Each record below should appear again exactly as written.

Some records
# # # #

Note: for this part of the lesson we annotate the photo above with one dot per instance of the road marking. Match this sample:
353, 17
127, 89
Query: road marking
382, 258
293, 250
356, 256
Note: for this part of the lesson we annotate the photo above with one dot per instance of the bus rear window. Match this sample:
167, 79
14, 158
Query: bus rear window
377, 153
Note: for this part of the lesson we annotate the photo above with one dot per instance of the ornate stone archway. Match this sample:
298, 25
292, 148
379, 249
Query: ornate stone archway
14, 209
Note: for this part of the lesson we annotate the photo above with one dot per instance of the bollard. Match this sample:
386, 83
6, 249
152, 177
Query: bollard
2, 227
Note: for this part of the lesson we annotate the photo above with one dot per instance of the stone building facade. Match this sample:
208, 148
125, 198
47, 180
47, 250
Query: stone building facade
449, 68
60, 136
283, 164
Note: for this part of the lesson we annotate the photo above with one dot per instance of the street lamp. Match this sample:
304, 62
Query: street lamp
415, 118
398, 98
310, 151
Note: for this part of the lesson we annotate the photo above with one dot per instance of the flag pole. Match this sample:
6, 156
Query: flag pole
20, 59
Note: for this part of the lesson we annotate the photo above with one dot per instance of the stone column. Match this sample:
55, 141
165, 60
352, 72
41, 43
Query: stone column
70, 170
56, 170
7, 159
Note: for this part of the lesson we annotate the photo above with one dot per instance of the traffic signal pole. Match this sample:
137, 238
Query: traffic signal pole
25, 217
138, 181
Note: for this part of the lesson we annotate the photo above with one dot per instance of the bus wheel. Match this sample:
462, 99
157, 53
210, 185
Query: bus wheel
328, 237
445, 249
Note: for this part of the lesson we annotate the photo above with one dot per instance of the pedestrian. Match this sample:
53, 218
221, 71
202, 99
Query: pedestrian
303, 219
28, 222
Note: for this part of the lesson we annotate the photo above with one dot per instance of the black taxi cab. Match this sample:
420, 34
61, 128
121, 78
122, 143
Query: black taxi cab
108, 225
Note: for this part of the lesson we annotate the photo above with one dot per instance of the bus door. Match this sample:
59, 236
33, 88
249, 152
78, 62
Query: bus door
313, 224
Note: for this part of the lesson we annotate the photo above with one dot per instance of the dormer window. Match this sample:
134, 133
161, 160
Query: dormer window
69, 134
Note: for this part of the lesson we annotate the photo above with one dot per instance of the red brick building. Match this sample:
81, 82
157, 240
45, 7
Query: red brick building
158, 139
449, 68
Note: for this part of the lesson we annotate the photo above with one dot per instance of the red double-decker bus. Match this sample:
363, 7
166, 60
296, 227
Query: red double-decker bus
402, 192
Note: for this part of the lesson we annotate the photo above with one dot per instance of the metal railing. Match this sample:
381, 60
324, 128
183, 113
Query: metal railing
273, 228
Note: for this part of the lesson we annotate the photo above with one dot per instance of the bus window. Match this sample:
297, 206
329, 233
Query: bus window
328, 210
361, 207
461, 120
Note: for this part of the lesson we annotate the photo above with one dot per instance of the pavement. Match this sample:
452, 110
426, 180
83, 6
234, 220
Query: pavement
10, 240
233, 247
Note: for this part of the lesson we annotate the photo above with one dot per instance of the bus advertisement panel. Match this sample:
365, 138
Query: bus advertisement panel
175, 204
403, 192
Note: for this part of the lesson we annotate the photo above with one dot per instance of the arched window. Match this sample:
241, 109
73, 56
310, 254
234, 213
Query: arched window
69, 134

# # # #

> _Finished exercise_:
Note: for this part of the lesson we annotate the photo above with one dot per instance of the road marking. Match this sample:
353, 17
127, 89
Query: road marking
382, 258
293, 250
356, 256
Note: for this part of the lesson we annotate the photo above with one dot per instance of the bus rear window. Match this sample:
167, 79
14, 158
Query: bus rear window
377, 153
Note: for this part of the lesson we annotate the photo above with one dot per instance of the ornate stone archway. Match this sample:
298, 25
292, 148
379, 249
Query: ornate stone archway
14, 209
Note: for this part of the lesson we annotate the photo above with one dot per instance of the bollard. Match this sample:
386, 83
6, 249
152, 177
Query: bollard
2, 227
Note: for this part of the lesson we annotate the photo above with one dot per instance of the stone building facade. Match this sample:
208, 148
125, 198
47, 180
47, 250
Query: stone building facade
449, 68
60, 136
283, 164
Note: for this part of the lesson we annotate the photo above with one dot per instance of the street lamp. Match this sample:
304, 62
Query: street lamp
415, 118
398, 98
310, 151
Note: for this part of the lesson we annotate the photo above with one dot per instance of the flag pole. Match this sample:
6, 156
Query: flag pole
20, 59
Note: for this part of the lesson we annotate the photo above with one dot per instance of the stone column. Match this sample:
55, 141
165, 60
352, 72
41, 43
Query: stone column
70, 170
56, 170
7, 159
Note: for this part of the lesson we annotate the photo above with one dot per instance of the traffic signal pole. Match this sample:
137, 238
Query: traffic signal pole
25, 217
138, 181
Note: for this part of the lesson we annotate the photo above with one dot per instance of the bus wheel. Match this sample:
462, 99
157, 53
210, 185
Query: bus wheel
328, 237
445, 249
Note: for this part of the lesson we annotate the photo above with one dot per instance of the pedestrian. Match this sample:
53, 218
221, 71
202, 99
Query: pedestrian
303, 219
28, 222
Note: for this part of the lesson we annotate the photo above with one dot per instance of the black taxi cab. Match this sample:
420, 34
61, 128
121, 78
122, 143
Query: black taxi cab
108, 225
Note: for this part of the lesson we annotate the photo above with one dot per instance of the bus door. Match this sample:
59, 236
33, 88
249, 152
78, 62
Query: bus door
313, 224
Note: for this part of the lesson we annotate the photo above with one dot per instance of the dormer window. Match this sample:
134, 133
161, 160
Query: dormer window
69, 134
Note: for this part of the lesson we annotate the photo above with one dot per instance of the red brick building. Match this sample:
81, 82
157, 240
45, 7
Query: red brick building
158, 139
449, 68
Note: for this part of the lesson we annotate the photo above with one dot per instance of the red double-decker bus. Match this sample:
363, 7
166, 60
296, 227
Query: red double-decker bus
402, 192
Note: for this part of the lesson we annotate the photo above with one dot per instance of the metal railing. Match this sample:
381, 60
324, 128
183, 113
Query: metal railing
273, 228
Note: for this part of the lesson we annotate the photo above with one dot per instance of the bus window. Match this sample:
297, 206
329, 233
Query: bus window
328, 210
361, 207
461, 120
Note: for this part of the lesson we annotate the photo above with one dot per instance of the pavement. Match this sample:
452, 110
426, 180
83, 6
234, 220
Query: pavement
10, 240
233, 247
Note: for this part of the lesson we annotate the photo above with one dot per instance of the bus advertisement panel. Match this sample:
365, 138
Query: bus advertisement panel
175, 204
403, 192
Note: for this part of the lesson we annotate the photo above with one dot per instance of the arched window. Match this sample:
241, 109
73, 56
310, 254
234, 213
Query: arched window
69, 134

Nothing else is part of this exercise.